Go through the entries and copy each one exactly. Leave none out.

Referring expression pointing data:
===============
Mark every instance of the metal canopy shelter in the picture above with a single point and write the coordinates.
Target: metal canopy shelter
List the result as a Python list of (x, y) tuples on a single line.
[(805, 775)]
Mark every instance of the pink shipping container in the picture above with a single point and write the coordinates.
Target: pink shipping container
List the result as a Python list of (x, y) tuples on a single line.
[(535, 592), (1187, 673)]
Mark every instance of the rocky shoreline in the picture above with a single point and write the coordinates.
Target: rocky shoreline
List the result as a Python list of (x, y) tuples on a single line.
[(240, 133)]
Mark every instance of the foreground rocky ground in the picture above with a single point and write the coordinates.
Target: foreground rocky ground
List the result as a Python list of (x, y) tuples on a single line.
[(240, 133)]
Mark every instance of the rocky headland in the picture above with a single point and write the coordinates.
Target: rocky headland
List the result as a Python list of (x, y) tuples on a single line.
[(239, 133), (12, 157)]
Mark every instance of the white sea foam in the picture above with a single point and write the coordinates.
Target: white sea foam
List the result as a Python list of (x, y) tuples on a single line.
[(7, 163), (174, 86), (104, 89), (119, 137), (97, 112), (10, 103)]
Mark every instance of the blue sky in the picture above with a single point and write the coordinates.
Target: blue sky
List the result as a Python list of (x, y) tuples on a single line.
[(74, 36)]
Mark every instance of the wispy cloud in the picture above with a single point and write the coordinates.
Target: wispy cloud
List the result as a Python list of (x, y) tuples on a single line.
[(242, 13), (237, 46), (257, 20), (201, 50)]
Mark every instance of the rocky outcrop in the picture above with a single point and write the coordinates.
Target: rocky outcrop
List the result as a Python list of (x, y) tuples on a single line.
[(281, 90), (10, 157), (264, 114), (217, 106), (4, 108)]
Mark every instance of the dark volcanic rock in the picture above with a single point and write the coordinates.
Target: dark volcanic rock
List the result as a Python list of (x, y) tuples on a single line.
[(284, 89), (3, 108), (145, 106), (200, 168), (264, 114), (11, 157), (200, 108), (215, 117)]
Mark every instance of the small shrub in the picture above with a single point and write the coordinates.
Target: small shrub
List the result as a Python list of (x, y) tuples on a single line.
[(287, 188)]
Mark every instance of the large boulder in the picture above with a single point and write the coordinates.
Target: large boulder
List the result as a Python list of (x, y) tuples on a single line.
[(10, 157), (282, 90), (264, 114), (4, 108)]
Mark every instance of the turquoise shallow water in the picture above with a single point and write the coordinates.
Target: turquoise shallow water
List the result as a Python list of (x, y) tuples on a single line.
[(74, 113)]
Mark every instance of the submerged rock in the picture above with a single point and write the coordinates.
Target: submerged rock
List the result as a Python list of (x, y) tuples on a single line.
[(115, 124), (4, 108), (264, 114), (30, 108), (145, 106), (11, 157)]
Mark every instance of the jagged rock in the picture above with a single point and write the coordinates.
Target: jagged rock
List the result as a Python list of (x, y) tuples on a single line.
===============
**SOLUTION BELOW**
Mark every instance of the metal canopy shelter in the picture above with a single point and write the coordinates.
Target: metal canopy shelter
List the result as a Python list of (x, y) tuples on a single line.
[(805, 775)]
Mark every instance of the pink shipping container in the picture above with a single point and write the coordinates.
Target: pink shipping container
List the result as a Python list of (x, y) tuples on a single line.
[(535, 592), (1187, 673)]
Mark every instance of the rocky shoreline in the picture above with a single point and write the coordinates.
Target: rocky shoreline
List the result as a Python list of (x, y) tuples on a single line.
[(240, 133)]
Mark every instance of the foreground rocky ground in the picture above with a single point and write the coordinates.
Target: foreground rocky ground
List the result as a Python list of (x, y) tuples on a single line.
[(240, 133)]
Mark every instance of the rocky headland in the picture above with a single point and write the coordinates.
Target: rocky headland
List the result as a Python list of (x, y) tuples on a single line.
[(239, 133), (12, 157)]
Mark every instance of the white sea foam in the picture above with a single point and write the coordinates.
Target: white sea foam
List the result as a Python list of (x, y) tuples on a single line.
[(7, 163), (174, 86), (104, 89), (119, 137), (97, 112), (10, 103)]
Mark every instance of the blue sky in the picture above with a single point and write the coordinates.
Target: blue sky
List the result as a Python list of (x, y) tuples on a single line.
[(74, 36)]
Mark every instance of the wispy cloud in the picture above with a single point and write the coordinates.
Target: wispy cloud
List the result as a Python list of (x, y) tuples on a single line.
[(242, 13), (237, 46), (257, 20), (201, 50)]
Mark every instance of the rocky outcrop in the picture above with a single point and write the coordinates.
Target: rocky outcrop
List the result as a Python list of (x, y) tuples on a single line.
[(281, 90), (10, 157), (264, 114), (217, 106), (4, 108)]
Mark every instance of the dark volcanic rock in the picture above with a single point and write the coordinates.
Target: dark volcanic rock
List the result as a Python list of (x, y) tuples on a single line.
[(284, 89), (3, 108), (145, 106), (200, 168), (264, 114), (11, 157), (200, 108), (215, 117)]
Mark every instance of the small shrub in the picture above with a single point and write the coordinates.
Target: small shrub
List the result as a Python list of (x, y) tuples on a single line.
[(287, 188)]
Mark every instance of the large boulder in the picture above with a single point and write the coordinates.
Target: large boulder
List the result as a Python list of (x, y) tuples on a single line.
[(10, 157), (282, 90), (264, 114), (4, 108)]
Mark every instance of the turquoise shallow water in the picture above with a single point and write the coordinates.
Target: turquoise shallow water
List the result as a Python list of (x, y) tuples on a single line.
[(74, 113)]
Mark every instance of the submerged rock in the picture above with a single point and write the coordinates.
Target: submerged rock
List the result as a Python list of (x, y) tuples on a single line.
[(115, 124), (4, 108), (264, 114), (30, 108), (145, 106), (11, 157)]
Mark every instance of the jagged rock in the picture above with a single point and write the coordinates.
Target: jagged rock
List the result as a Python list of (x, y) tuples on a single line.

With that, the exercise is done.